====== RECORDS FOR PROCESSING ======
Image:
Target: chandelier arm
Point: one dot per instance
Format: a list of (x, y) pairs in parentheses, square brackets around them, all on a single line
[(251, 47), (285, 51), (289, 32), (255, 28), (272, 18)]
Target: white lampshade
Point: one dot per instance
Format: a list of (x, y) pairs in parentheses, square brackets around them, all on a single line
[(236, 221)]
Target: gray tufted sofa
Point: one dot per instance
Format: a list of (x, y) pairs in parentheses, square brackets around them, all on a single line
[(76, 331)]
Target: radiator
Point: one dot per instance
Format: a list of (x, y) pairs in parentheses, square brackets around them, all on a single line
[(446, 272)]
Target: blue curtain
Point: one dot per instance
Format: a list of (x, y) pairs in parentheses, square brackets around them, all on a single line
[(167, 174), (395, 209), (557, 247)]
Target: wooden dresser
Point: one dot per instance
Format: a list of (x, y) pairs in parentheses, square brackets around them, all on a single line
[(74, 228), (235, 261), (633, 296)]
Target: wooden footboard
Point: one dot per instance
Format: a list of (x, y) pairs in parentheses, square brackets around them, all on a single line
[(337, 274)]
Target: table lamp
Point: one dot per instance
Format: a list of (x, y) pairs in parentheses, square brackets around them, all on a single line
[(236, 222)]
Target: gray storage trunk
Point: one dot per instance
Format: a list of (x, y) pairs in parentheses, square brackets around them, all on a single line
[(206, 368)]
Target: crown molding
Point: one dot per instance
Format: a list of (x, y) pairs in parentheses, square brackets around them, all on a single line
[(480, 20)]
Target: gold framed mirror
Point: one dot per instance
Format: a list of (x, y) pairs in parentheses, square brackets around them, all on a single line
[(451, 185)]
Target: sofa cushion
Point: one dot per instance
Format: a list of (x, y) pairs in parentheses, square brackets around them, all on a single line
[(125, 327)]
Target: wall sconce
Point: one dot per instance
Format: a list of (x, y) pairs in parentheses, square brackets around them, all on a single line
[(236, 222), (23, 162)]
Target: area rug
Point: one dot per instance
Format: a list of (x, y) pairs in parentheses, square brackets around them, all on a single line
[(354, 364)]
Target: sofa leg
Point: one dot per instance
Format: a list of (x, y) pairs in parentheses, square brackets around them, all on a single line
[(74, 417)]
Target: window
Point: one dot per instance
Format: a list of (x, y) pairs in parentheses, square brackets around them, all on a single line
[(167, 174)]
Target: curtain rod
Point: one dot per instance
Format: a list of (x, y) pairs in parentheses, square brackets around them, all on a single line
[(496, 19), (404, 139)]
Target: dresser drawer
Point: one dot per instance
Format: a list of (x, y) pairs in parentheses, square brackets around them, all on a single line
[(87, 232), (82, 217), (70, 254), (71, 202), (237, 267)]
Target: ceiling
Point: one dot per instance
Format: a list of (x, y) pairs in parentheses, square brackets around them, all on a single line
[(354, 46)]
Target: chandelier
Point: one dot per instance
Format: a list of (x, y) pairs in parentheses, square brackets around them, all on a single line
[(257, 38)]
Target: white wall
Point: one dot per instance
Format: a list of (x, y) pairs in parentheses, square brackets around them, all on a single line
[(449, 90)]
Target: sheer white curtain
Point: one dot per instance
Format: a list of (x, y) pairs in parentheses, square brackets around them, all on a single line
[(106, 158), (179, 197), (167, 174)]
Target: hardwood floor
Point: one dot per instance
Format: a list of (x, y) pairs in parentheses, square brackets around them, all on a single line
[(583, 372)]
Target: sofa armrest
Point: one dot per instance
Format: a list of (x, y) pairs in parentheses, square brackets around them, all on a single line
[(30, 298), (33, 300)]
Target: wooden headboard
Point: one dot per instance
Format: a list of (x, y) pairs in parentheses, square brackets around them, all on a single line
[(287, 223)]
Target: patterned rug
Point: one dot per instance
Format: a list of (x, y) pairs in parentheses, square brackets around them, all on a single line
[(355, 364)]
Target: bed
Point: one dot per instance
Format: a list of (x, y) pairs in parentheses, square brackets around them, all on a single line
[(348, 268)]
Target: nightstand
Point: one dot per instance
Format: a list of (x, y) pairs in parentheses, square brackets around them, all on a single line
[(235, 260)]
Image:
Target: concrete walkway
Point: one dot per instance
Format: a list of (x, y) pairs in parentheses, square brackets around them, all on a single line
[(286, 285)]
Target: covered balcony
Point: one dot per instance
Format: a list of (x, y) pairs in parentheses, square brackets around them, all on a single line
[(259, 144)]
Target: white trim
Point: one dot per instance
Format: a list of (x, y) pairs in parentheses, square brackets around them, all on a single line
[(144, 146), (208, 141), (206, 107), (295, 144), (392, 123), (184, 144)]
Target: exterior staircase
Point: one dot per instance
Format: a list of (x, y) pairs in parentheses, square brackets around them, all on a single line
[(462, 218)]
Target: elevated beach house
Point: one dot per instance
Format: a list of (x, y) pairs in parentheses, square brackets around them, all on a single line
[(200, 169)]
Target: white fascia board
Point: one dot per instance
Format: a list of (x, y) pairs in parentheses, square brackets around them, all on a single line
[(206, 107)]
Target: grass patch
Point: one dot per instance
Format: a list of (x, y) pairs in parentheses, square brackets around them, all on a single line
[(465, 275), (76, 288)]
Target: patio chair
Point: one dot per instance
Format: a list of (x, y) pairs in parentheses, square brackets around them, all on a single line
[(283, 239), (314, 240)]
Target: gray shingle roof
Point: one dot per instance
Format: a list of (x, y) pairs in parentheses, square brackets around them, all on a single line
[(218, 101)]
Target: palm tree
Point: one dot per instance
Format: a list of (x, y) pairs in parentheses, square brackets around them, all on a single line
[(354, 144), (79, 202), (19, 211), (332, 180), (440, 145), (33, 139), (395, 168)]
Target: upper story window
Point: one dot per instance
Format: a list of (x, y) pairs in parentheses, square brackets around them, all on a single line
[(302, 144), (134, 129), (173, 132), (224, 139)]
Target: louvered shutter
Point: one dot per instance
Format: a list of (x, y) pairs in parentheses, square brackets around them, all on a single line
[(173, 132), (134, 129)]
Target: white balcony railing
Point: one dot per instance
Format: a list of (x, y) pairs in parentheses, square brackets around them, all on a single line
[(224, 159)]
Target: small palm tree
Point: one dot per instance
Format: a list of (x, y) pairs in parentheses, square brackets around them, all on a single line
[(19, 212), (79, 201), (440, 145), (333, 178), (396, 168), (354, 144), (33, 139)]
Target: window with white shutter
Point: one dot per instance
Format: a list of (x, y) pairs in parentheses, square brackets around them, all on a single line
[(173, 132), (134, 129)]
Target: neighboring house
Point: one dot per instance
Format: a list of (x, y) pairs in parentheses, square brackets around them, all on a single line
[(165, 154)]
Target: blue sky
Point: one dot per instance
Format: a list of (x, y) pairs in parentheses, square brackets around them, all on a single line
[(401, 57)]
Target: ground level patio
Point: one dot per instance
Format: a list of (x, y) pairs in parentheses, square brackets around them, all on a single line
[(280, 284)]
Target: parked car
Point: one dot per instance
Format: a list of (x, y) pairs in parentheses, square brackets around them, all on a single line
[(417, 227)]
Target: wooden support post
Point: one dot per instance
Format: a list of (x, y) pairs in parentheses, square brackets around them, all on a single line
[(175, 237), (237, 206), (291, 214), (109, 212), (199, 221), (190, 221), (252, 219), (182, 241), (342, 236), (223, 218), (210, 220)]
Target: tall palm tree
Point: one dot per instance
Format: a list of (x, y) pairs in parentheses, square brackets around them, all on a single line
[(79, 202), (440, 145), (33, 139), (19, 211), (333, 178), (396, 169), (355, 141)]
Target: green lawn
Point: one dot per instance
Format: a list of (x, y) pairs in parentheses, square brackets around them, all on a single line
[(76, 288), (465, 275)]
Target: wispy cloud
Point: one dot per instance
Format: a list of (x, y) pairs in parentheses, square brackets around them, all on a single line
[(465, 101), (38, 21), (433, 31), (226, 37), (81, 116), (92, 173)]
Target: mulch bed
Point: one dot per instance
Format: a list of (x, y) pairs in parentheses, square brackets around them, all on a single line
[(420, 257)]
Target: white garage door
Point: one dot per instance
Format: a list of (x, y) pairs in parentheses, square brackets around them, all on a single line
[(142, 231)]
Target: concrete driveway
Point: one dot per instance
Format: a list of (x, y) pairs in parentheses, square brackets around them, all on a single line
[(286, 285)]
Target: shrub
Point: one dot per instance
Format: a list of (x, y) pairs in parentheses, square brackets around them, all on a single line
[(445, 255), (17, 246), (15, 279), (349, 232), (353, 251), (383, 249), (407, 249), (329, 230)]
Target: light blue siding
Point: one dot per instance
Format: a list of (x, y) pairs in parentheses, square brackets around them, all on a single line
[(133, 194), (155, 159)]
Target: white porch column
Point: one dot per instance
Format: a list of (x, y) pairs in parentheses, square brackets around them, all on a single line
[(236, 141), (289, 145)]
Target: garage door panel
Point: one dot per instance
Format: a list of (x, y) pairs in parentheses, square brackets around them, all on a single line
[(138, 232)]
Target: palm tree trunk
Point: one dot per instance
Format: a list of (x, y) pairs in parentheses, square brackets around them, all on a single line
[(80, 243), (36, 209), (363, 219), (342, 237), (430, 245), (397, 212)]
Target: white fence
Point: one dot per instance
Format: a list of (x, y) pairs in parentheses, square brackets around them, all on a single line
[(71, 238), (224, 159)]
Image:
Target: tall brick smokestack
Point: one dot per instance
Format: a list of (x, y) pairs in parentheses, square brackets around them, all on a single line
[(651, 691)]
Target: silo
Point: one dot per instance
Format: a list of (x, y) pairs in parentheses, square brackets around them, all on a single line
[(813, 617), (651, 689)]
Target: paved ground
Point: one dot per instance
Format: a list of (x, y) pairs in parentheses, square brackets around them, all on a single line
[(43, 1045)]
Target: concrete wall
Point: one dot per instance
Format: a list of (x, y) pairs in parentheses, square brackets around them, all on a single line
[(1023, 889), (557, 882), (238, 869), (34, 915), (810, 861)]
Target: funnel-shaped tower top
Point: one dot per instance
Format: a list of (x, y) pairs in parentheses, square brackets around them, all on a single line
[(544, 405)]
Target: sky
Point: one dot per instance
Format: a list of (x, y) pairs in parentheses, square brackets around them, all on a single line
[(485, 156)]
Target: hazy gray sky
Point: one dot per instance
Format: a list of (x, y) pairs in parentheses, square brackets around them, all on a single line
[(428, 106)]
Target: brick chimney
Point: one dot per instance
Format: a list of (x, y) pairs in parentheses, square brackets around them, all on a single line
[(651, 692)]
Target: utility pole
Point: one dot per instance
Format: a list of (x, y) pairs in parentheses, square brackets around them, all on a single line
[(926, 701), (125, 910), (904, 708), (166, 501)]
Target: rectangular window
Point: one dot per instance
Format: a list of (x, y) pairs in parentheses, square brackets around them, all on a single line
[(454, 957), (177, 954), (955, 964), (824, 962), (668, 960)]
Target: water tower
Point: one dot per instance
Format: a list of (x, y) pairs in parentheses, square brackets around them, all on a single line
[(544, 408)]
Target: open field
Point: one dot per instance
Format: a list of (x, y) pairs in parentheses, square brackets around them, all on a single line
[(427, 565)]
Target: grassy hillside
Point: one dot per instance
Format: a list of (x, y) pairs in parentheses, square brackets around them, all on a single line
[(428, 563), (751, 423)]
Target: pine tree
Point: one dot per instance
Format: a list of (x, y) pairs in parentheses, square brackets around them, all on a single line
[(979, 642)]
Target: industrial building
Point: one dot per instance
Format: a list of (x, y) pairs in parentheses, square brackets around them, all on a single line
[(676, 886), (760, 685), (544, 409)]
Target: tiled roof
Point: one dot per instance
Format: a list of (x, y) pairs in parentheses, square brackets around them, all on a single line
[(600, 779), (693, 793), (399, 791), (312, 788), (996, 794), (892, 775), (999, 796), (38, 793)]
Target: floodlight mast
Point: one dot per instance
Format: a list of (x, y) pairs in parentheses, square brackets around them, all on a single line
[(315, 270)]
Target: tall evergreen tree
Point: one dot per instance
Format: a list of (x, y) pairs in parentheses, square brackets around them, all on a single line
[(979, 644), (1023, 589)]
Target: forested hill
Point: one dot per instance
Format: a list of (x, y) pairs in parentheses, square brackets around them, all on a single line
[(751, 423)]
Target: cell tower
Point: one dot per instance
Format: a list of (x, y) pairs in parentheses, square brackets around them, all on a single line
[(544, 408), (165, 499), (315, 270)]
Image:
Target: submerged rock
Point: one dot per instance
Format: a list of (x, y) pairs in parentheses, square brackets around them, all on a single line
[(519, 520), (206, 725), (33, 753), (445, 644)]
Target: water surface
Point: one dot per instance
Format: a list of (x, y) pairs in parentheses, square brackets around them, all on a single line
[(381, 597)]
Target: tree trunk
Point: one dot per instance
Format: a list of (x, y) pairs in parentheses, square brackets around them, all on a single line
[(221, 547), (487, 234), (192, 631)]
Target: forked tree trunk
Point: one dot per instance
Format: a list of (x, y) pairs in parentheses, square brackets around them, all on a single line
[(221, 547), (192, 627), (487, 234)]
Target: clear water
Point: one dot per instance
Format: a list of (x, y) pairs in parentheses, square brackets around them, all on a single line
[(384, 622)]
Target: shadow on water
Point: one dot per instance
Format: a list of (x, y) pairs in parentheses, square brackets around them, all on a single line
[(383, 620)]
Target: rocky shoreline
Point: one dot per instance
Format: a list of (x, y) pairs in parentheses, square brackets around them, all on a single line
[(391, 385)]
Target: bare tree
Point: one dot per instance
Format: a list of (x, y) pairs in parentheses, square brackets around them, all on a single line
======
- TASK DETAILS
When a line in the records above contains the word "concrete", copy it.

- RESULT OF THE TASK
Target: concrete walkway
Target: concrete driveway
Target: concrete wall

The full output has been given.